**Task description:** Which of the lines below include the word "provide"? Pull each one out.
──────── Records ────────
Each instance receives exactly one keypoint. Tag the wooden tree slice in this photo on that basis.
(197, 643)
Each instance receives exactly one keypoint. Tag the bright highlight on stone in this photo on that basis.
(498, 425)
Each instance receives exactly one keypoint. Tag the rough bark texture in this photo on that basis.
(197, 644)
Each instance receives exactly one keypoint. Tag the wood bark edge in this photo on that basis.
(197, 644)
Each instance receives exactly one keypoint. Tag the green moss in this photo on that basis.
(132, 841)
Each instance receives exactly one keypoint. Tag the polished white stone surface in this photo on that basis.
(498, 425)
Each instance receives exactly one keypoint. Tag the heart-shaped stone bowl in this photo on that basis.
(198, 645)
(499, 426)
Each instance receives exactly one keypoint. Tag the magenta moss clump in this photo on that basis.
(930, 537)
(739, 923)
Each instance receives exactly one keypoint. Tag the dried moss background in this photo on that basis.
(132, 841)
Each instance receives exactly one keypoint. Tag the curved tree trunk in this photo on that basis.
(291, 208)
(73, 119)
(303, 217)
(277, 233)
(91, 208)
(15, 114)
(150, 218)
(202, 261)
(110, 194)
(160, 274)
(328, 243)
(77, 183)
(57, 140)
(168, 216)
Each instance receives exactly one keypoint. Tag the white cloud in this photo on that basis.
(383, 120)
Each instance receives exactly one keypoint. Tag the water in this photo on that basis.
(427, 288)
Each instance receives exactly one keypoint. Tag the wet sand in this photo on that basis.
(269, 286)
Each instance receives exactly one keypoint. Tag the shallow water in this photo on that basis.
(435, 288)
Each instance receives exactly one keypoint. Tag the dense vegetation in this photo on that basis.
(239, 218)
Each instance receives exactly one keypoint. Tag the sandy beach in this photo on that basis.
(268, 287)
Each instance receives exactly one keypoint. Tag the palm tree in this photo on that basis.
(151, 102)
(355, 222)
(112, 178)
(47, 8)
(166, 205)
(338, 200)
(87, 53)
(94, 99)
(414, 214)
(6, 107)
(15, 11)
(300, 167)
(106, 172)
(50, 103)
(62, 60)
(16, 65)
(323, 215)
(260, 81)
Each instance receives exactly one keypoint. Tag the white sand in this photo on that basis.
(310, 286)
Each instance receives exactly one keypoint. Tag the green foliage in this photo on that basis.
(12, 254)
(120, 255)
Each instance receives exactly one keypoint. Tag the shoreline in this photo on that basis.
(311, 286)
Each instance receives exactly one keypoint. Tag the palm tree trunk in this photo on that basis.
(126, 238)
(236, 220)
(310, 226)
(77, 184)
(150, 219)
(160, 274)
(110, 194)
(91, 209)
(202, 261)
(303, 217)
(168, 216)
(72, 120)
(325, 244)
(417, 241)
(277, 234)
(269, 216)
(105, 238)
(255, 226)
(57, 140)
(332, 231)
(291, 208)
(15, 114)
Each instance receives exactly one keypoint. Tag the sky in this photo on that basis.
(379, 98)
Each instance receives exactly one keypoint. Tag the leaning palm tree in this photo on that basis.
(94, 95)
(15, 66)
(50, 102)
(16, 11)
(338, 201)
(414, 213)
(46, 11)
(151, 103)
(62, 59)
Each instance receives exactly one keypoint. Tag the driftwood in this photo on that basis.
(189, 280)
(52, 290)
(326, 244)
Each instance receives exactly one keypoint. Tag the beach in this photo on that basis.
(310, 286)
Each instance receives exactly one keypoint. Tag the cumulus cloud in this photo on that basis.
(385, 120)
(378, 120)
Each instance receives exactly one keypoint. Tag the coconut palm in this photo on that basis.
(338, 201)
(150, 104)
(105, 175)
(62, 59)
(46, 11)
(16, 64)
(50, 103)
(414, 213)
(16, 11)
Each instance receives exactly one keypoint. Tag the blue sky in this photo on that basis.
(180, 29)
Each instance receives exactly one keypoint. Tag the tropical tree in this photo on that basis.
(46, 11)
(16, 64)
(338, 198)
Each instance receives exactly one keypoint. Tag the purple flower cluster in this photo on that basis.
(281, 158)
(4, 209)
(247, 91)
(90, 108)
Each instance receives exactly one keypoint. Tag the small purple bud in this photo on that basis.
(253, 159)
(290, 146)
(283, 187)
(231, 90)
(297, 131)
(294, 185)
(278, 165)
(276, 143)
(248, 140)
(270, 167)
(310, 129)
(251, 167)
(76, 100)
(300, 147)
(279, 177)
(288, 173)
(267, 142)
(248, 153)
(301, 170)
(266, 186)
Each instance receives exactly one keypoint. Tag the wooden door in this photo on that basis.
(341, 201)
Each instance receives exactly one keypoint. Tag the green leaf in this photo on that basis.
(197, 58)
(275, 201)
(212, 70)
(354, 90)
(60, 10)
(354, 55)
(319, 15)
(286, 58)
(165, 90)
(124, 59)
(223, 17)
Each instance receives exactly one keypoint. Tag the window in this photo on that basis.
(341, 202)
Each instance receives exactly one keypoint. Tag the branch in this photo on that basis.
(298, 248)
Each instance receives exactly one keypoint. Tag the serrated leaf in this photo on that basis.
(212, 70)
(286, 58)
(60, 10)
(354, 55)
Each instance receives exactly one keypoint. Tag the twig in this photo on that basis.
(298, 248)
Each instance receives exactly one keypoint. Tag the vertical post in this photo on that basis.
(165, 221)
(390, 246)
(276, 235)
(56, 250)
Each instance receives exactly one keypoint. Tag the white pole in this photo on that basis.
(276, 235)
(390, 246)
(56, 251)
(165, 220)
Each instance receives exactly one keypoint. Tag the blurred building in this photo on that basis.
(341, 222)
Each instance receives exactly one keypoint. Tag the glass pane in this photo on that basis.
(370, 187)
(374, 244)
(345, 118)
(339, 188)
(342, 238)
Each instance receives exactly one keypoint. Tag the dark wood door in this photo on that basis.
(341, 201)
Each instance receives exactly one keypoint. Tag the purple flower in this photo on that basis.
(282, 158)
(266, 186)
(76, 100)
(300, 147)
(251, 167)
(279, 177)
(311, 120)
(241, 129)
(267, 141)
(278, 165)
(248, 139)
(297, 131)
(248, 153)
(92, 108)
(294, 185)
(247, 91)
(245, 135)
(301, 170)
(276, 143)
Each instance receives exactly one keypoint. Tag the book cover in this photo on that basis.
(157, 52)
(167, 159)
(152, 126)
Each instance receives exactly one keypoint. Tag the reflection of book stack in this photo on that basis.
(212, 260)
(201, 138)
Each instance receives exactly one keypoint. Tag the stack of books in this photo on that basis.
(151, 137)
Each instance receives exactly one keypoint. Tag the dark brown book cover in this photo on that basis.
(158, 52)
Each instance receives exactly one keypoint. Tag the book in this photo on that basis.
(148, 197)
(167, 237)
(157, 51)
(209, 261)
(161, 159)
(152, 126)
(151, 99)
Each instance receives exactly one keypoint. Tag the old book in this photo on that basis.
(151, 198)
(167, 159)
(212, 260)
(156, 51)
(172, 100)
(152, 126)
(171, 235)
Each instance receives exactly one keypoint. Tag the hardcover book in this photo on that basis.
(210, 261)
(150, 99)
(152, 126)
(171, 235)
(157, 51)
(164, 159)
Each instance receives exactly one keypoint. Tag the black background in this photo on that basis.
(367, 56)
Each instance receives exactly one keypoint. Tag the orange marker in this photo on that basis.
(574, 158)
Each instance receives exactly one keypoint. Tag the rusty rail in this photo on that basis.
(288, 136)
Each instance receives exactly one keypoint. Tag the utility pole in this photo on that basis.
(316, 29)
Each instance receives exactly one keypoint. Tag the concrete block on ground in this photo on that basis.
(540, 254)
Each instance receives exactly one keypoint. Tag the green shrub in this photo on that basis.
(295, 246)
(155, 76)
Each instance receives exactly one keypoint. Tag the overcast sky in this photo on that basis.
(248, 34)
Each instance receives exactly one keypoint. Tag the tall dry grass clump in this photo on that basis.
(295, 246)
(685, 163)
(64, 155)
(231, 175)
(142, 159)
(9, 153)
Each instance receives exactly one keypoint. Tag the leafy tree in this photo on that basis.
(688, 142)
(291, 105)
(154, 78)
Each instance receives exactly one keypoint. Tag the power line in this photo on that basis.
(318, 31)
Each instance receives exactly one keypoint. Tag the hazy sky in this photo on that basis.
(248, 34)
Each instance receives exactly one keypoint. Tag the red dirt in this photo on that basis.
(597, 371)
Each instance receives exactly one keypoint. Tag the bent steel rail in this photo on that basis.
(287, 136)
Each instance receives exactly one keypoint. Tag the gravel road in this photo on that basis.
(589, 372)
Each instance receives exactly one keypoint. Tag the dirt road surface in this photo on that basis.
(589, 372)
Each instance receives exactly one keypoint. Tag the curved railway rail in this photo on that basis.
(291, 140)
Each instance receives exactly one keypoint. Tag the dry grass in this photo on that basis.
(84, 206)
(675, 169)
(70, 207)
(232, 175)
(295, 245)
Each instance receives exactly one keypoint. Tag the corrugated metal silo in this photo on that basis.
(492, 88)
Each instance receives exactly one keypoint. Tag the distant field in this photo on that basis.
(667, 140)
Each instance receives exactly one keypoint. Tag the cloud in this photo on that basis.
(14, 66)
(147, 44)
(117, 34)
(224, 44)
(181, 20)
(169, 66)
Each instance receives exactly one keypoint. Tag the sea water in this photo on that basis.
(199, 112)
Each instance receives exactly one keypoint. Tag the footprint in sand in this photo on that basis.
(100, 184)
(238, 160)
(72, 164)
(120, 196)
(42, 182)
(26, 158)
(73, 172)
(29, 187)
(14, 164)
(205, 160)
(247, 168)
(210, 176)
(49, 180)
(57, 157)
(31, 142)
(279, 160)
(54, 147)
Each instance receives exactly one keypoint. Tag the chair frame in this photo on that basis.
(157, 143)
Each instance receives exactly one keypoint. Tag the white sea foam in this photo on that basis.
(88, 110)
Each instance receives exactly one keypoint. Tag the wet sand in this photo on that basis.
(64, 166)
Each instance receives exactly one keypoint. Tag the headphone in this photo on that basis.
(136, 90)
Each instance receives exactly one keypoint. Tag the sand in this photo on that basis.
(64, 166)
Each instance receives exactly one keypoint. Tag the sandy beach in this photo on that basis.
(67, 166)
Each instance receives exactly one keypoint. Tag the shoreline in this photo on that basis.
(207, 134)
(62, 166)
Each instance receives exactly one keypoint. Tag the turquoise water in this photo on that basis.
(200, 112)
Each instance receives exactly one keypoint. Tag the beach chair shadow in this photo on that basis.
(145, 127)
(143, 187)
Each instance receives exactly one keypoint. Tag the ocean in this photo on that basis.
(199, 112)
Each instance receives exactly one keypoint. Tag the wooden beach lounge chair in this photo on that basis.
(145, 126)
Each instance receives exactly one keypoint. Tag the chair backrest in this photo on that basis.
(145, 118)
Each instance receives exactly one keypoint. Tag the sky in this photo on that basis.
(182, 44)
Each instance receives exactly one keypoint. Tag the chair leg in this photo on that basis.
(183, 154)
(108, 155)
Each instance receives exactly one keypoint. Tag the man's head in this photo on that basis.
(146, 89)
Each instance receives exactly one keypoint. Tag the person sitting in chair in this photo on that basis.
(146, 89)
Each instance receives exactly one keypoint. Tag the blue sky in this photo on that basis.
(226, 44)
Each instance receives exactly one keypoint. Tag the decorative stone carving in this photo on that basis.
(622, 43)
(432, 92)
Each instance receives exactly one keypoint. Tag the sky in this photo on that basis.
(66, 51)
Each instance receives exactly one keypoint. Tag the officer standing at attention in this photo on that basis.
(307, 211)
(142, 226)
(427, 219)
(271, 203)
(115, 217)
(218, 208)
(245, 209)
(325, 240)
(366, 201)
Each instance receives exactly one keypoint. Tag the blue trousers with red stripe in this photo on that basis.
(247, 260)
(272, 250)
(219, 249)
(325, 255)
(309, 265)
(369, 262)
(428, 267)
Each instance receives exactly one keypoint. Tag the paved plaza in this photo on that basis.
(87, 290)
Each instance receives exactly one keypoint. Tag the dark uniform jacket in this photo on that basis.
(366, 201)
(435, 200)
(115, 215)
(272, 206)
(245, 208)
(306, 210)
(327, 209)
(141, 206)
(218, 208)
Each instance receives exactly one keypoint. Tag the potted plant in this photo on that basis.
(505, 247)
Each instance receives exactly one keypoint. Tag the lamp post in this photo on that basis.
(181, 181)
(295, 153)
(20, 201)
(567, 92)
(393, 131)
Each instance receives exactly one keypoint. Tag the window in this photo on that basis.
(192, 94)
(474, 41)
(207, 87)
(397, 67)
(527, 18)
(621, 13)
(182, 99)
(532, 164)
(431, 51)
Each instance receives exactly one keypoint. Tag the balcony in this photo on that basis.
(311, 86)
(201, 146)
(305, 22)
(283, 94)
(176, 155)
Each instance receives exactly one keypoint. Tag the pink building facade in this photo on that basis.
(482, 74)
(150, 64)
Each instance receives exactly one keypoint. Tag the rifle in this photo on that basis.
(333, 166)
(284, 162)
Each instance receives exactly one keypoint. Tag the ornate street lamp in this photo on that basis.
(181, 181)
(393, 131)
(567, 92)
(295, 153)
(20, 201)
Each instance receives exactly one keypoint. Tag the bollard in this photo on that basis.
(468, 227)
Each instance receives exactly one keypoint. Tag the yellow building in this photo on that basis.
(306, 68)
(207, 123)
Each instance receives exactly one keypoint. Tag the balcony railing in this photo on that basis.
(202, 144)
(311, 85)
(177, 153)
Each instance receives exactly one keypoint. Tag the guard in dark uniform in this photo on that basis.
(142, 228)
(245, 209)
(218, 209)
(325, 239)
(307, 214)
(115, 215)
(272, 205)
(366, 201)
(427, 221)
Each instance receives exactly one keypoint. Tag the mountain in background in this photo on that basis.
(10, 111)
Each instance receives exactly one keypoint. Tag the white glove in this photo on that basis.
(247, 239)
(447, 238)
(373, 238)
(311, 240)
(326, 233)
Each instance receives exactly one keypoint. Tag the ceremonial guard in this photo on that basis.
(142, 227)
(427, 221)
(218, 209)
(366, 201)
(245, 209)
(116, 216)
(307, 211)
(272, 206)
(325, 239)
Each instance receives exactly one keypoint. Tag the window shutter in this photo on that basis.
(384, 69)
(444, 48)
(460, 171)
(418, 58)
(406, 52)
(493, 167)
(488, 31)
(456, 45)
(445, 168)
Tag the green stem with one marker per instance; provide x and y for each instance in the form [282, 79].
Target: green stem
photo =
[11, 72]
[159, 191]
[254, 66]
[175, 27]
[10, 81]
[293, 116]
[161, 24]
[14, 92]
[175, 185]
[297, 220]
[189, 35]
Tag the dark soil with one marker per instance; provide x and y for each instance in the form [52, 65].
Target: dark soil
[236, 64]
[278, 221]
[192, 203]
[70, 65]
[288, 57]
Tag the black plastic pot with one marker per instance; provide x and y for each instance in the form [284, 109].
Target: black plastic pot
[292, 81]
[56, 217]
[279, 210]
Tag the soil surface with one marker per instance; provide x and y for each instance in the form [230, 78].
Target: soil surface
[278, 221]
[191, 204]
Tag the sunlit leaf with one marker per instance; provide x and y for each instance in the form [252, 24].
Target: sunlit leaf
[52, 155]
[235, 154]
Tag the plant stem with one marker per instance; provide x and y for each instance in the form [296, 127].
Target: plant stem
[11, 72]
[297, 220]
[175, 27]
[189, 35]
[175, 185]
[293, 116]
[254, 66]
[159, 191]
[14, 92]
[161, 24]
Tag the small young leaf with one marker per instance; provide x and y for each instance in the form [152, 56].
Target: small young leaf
────────
**Final answer:**
Tag the green stem with one marker per instance; provide x and y for each instance in the form [282, 79].
Tag the dark soil with one marker per instance; provide x and y for each instance in the form [52, 65].
Tag the black plastic pot with one marker per instance; provide x and y for each instance in the form [284, 109].
Tag the soil surface with one marker per instance; provide x and y for each instance in the form [230, 78].
Tag the sunlit leaf with one marker per instance; provide x and y for each instance in the form [252, 24].
Tag the plant stem with one marker per instance; provide x and y for each instance in the form [296, 127].
Tag the small young leaf with one marker per instance; provide x and y for each instance in the form [152, 56].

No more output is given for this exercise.